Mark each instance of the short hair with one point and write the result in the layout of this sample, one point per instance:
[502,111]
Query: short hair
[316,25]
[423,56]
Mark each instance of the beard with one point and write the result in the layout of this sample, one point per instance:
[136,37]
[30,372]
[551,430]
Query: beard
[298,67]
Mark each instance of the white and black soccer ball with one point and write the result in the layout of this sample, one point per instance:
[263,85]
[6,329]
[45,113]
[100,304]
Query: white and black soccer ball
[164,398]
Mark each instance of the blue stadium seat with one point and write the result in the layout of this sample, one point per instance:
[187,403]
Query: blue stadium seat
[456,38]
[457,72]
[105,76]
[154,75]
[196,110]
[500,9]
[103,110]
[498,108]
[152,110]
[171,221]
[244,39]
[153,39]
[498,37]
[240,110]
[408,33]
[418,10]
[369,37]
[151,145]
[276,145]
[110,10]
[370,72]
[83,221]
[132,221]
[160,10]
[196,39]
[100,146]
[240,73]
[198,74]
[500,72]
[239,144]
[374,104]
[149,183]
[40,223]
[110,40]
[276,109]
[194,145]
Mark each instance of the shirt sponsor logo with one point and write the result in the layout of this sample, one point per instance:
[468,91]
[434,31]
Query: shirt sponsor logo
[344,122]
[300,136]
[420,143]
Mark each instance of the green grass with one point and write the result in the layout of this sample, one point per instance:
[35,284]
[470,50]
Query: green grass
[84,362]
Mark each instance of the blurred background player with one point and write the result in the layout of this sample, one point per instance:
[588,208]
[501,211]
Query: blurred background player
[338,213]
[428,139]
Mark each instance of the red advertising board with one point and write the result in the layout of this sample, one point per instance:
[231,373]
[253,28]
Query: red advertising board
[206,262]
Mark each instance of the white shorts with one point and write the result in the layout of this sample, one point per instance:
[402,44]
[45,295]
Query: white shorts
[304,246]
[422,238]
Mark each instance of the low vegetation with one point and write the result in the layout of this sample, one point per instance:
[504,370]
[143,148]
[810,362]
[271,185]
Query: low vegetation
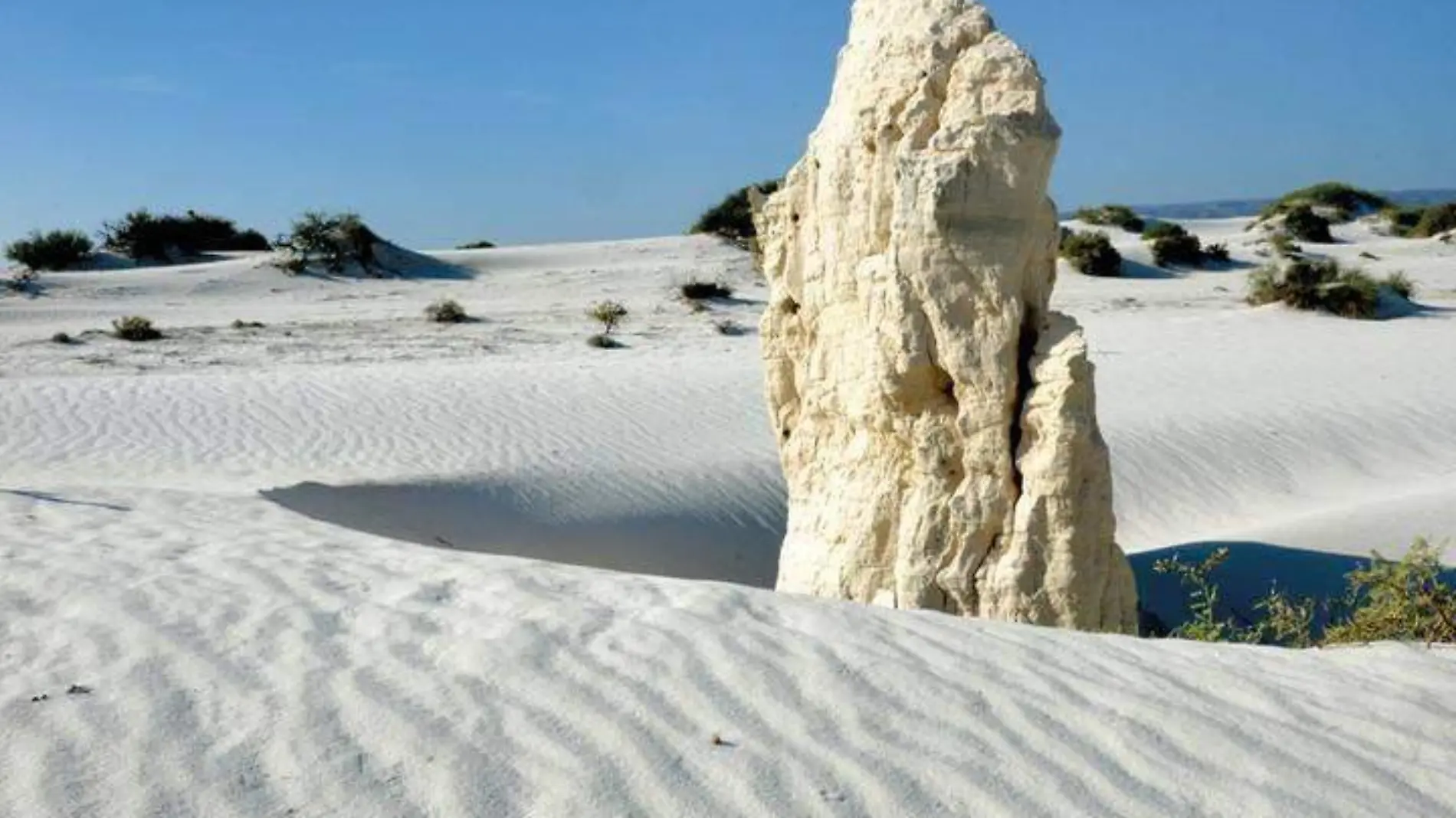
[145,236]
[333,242]
[1340,201]
[1092,254]
[448,310]
[1113,216]
[1324,286]
[1407,600]
[733,218]
[1305,224]
[51,250]
[134,328]
[705,290]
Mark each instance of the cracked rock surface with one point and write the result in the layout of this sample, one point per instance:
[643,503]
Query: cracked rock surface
[936,421]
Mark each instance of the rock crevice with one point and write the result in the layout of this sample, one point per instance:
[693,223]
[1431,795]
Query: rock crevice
[936,420]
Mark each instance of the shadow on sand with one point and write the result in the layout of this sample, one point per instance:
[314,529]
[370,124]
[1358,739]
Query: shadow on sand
[500,519]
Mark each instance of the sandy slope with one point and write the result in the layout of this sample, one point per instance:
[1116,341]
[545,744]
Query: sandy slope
[223,535]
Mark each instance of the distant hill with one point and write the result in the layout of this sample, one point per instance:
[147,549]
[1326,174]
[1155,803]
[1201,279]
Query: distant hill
[1235,208]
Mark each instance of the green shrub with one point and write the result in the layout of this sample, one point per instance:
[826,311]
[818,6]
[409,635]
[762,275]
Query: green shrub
[1436,220]
[448,310]
[1399,284]
[134,328]
[705,290]
[1179,250]
[51,250]
[1308,226]
[1405,600]
[1317,286]
[733,218]
[1164,231]
[330,240]
[145,236]
[1344,201]
[1092,254]
[1113,216]
[609,315]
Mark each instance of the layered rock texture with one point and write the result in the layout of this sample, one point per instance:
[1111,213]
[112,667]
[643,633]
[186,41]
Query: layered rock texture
[936,421]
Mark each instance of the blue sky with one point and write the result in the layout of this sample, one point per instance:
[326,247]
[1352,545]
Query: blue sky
[446,121]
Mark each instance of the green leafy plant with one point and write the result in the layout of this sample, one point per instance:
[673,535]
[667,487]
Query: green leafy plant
[134,328]
[51,250]
[1092,254]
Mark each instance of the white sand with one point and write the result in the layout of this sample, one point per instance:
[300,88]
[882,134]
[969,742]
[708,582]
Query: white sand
[251,546]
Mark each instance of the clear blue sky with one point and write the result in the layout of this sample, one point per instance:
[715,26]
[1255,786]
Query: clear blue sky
[519,121]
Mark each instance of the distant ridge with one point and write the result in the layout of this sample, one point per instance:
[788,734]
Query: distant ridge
[1237,208]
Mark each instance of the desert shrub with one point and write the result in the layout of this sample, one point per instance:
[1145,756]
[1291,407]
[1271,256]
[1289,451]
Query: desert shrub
[1341,200]
[142,234]
[448,310]
[609,315]
[53,250]
[134,328]
[330,240]
[1318,286]
[1179,250]
[1436,220]
[705,290]
[1399,284]
[1407,600]
[1113,216]
[733,218]
[1164,231]
[1092,254]
[25,281]
[1308,226]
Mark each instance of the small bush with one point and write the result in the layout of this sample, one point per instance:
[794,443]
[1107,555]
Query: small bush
[1164,231]
[330,240]
[705,290]
[609,315]
[51,250]
[145,236]
[448,310]
[134,328]
[1318,286]
[1341,200]
[1399,284]
[1113,216]
[1092,254]
[1284,247]
[733,218]
[1179,250]
[1436,220]
[1308,226]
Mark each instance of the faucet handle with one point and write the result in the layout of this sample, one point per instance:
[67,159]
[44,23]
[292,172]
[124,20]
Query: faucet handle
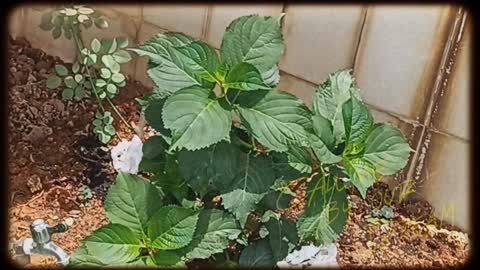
[42,232]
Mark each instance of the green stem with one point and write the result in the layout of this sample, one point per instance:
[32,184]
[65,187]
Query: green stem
[79,45]
[119,115]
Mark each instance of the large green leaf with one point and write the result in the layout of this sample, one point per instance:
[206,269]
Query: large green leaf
[80,257]
[215,228]
[322,127]
[171,182]
[244,76]
[172,227]
[153,159]
[276,119]
[132,201]
[153,115]
[258,254]
[288,166]
[322,152]
[111,244]
[170,72]
[387,149]
[165,258]
[329,98]
[282,233]
[196,118]
[361,172]
[241,202]
[357,120]
[299,159]
[325,211]
[211,168]
[201,58]
[254,174]
[253,39]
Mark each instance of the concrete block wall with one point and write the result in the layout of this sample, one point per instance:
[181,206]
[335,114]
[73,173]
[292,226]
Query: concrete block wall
[396,53]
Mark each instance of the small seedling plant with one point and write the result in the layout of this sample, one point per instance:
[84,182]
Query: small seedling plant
[96,71]
[229,147]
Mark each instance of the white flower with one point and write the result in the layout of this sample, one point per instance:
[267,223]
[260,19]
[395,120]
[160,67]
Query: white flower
[126,155]
[322,256]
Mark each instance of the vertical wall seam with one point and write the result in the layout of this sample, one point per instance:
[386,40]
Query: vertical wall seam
[456,29]
[360,37]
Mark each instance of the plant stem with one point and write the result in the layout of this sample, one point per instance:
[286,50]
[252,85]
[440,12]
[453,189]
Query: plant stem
[119,115]
[79,45]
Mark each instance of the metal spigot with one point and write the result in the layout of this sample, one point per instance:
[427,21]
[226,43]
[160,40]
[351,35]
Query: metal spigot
[41,243]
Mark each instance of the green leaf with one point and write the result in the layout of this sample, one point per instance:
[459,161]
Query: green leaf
[172,227]
[122,42]
[75,67]
[170,181]
[53,82]
[95,45]
[166,257]
[118,77]
[285,166]
[325,212]
[276,119]
[110,63]
[241,202]
[281,233]
[322,152]
[67,94]
[258,254]
[100,83]
[193,111]
[111,88]
[78,78]
[357,120]
[131,201]
[70,82]
[121,56]
[85,10]
[80,257]
[299,159]
[105,73]
[210,168]
[153,115]
[79,92]
[361,172]
[387,149]
[101,23]
[245,76]
[256,40]
[109,130]
[215,228]
[324,130]
[167,70]
[201,58]
[113,244]
[61,70]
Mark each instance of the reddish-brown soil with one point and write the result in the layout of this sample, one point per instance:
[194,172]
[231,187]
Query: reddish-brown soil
[51,154]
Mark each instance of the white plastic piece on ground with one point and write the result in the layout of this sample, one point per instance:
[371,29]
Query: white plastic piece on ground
[126,155]
[311,256]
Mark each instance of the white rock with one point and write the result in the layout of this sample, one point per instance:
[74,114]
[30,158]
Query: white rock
[322,256]
[126,155]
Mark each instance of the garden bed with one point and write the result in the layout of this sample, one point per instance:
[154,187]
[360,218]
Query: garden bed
[52,154]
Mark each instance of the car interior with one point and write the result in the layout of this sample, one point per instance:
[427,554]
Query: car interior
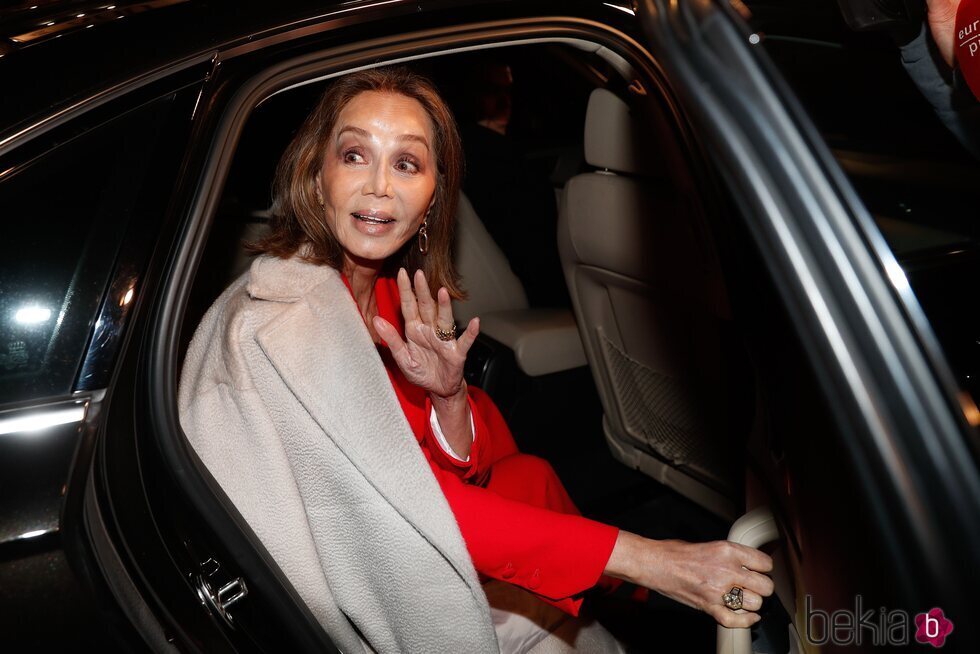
[662,380]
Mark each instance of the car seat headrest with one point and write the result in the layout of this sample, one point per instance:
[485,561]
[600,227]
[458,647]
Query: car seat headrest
[617,141]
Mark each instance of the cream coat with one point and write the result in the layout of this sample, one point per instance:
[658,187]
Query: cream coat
[286,401]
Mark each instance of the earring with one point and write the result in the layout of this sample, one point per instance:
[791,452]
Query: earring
[424,237]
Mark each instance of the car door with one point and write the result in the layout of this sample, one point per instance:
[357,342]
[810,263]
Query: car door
[883,513]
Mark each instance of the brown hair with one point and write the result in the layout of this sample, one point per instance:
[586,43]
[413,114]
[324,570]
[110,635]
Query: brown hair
[296,215]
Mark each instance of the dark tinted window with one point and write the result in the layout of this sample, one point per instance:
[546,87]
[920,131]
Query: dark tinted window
[65,212]
[918,181]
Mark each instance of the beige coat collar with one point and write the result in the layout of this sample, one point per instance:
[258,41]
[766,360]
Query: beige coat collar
[323,352]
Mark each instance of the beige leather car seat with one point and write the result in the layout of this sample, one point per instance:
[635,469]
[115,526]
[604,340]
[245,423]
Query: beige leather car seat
[651,311]
[544,340]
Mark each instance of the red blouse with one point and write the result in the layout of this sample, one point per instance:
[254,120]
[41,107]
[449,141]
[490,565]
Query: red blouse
[556,555]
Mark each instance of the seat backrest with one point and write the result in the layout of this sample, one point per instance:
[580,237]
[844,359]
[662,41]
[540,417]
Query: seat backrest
[650,308]
[486,272]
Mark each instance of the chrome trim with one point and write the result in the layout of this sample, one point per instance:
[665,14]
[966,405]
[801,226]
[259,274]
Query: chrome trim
[37,418]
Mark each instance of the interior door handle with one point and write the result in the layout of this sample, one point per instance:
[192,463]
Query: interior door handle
[755,528]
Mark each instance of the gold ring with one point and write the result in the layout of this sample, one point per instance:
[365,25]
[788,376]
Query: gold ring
[733,598]
[446,334]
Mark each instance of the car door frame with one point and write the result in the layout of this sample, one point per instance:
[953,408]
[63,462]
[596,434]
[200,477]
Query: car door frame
[864,332]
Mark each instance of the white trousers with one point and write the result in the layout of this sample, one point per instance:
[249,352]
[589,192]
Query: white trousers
[526,625]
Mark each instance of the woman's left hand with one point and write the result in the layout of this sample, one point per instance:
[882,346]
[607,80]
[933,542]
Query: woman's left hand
[425,359]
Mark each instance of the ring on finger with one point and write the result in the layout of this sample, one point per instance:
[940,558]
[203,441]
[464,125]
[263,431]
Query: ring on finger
[445,334]
[733,598]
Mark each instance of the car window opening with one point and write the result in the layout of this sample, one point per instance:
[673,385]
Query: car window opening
[645,277]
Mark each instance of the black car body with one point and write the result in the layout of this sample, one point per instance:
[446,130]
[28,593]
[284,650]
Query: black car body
[118,128]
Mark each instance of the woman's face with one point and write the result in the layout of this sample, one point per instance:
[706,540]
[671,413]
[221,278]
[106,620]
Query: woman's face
[378,177]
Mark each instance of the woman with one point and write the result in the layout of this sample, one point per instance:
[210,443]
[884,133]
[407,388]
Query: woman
[299,412]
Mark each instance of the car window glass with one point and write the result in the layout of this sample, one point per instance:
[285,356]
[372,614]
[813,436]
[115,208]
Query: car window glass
[918,182]
[65,211]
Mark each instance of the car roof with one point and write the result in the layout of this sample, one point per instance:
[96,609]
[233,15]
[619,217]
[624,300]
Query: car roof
[53,54]
[56,54]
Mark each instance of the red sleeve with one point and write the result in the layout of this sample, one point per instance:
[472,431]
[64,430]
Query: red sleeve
[554,555]
[492,440]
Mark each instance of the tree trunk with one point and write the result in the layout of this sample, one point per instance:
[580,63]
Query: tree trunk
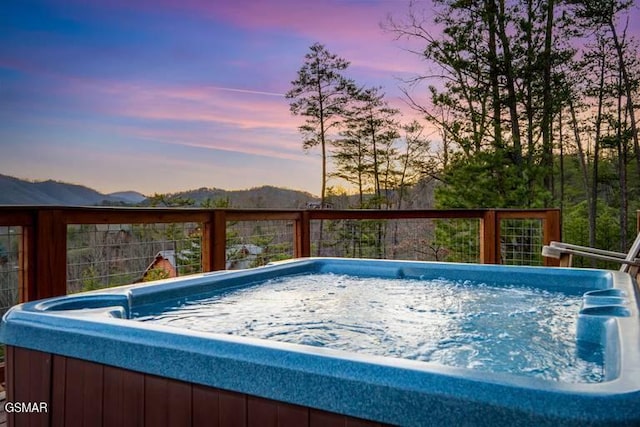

- _ASSIGNMENT_
Lines from the one containing "Mark each instance of the red sleeve" through the end of the material above must be reproduced exactly; pictures must not be.

- _RESPONSE TO THE TASK_
Mark each instance of the red sleeve with one point and write the result in the layout of this sample, one point per instance:
[472,431]
[64,430]
Query: red sleeve
[554,555]
[492,440]
Mark each instance of the tree trunk with one point and write the result in the layout of this sample, one point per instance:
[580,63]
Query: tree trunk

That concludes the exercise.